[BRIEF] Reproduce verbatim the lines of the listing below, from the line containing "Mark a point on each instance of the white sneaker" up to and including the line containing "x=555, y=171", and nothing else.

□ □ □

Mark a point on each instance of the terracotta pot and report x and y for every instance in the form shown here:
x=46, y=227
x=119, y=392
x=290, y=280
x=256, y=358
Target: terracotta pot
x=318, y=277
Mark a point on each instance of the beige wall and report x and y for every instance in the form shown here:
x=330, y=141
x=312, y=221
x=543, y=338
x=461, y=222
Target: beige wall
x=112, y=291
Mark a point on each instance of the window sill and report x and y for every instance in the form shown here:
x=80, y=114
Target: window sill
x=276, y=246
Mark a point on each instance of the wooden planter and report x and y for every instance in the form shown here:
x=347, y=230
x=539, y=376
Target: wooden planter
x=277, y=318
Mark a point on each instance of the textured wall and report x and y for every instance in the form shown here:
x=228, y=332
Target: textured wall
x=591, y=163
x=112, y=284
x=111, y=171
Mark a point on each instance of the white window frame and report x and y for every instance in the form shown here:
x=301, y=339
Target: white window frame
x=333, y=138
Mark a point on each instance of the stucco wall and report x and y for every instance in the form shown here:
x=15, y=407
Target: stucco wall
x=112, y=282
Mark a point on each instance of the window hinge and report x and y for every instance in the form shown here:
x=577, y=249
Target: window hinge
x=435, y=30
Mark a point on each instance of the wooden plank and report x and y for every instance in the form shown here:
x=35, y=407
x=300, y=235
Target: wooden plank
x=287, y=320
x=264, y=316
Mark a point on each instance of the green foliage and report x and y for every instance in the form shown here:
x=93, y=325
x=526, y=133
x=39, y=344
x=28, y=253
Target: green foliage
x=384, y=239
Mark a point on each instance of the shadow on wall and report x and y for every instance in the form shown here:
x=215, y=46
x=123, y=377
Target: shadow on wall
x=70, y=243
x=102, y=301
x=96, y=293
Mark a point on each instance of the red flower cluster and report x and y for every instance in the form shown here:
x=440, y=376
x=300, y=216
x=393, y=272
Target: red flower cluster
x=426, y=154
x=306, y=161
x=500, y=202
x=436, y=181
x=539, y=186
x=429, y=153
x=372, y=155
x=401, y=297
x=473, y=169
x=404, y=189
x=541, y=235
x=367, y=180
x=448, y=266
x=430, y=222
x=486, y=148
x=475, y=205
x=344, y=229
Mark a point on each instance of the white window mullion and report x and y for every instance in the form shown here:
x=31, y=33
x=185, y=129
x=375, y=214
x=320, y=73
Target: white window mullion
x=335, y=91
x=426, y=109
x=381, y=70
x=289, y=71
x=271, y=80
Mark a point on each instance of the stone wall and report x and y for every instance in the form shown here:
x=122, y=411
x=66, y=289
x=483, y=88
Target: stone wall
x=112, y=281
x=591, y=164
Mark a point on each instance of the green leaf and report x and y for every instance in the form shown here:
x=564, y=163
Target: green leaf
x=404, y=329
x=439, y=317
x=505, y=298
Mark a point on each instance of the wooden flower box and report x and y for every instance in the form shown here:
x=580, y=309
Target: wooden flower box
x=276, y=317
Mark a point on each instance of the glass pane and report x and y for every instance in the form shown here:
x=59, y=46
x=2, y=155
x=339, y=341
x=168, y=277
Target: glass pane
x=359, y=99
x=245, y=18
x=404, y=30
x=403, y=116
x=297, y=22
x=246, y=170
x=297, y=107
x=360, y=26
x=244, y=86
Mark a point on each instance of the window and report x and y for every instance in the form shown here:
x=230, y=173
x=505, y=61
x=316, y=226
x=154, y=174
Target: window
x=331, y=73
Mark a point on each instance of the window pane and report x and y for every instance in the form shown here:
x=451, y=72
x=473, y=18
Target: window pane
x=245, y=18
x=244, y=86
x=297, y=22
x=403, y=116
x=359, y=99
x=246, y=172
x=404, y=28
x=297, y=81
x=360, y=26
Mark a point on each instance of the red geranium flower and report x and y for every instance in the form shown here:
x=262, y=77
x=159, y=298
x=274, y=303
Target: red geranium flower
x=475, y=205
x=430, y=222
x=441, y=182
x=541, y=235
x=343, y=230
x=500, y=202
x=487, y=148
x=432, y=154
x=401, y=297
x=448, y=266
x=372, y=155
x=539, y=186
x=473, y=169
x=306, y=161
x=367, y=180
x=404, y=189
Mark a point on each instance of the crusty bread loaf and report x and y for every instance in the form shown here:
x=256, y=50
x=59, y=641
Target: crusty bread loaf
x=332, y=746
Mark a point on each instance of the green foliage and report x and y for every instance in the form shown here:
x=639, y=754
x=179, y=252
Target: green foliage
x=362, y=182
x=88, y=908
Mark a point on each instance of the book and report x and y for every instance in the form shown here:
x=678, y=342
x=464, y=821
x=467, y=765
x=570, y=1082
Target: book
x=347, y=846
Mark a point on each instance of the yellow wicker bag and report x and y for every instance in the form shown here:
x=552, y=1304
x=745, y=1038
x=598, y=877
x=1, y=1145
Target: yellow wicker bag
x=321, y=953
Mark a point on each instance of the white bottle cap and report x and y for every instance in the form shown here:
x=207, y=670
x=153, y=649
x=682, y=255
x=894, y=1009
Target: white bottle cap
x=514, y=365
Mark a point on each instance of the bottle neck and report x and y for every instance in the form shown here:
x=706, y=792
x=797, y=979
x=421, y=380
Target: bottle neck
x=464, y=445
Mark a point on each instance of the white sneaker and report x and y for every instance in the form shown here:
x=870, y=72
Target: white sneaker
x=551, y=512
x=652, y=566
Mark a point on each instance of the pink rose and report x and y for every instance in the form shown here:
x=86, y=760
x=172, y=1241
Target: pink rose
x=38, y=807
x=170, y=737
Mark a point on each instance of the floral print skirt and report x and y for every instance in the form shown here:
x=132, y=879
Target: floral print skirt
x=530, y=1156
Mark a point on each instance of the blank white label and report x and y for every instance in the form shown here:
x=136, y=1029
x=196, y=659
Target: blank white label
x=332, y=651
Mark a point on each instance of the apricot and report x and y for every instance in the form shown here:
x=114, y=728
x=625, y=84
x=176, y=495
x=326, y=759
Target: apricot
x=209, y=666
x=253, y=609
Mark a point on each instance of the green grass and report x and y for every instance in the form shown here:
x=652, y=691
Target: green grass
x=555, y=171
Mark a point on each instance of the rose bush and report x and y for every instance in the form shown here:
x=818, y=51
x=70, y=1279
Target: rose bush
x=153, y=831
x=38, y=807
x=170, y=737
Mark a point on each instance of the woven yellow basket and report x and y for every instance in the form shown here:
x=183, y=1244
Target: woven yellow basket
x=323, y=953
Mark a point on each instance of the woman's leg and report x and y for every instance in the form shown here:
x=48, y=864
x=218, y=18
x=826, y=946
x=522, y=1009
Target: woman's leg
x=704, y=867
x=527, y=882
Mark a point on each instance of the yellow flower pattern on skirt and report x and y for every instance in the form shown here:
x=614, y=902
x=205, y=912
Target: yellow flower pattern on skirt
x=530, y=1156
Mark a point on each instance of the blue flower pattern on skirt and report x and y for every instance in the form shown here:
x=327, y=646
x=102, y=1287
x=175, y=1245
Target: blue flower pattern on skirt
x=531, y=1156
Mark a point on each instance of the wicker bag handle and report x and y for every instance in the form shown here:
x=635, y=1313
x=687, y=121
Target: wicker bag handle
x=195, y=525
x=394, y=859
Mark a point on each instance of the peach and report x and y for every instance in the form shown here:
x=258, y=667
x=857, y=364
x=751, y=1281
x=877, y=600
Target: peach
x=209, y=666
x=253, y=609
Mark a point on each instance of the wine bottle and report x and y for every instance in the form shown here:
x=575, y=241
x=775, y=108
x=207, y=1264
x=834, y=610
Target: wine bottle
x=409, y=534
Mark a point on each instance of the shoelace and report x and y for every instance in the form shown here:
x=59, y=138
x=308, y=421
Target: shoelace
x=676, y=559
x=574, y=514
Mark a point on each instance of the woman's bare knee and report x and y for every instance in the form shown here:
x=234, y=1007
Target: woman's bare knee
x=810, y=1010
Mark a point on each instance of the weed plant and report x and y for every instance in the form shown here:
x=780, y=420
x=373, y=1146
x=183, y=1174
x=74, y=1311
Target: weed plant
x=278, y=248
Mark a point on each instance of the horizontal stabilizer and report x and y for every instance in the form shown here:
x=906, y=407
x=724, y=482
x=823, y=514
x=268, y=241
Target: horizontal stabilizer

□ □ □

[EXERCISE ANSWER]
Mark a point on each instance of the white sneaker and report x and y for every instance in the form shown here:
x=870, y=72
Target: white sneaker
x=551, y=512
x=652, y=566
Mark a point on each instance of the pink rose and report x and y for every instance in the form shown here:
x=86, y=760
x=172, y=1241
Target: pink rose
x=38, y=807
x=170, y=737
Mark a point on each instance of the floral print skirt and report x and y for every instance in the form shown here:
x=132, y=879
Target: floral print skirt
x=530, y=1156
Mark a point on each instance of the blank white label and report x and y for every instance in the form shown here:
x=136, y=1029
x=196, y=659
Target: blank white label
x=332, y=651
Mark a point on each instance of the apricot and report x and y for every instance in the form shown here:
x=114, y=728
x=625, y=84
x=176, y=495
x=326, y=759
Target: apricot
x=209, y=666
x=253, y=609
Mark a point on each instance of the green grass and report x and y for every instance in the form shown here:
x=652, y=691
Target: green grass
x=555, y=171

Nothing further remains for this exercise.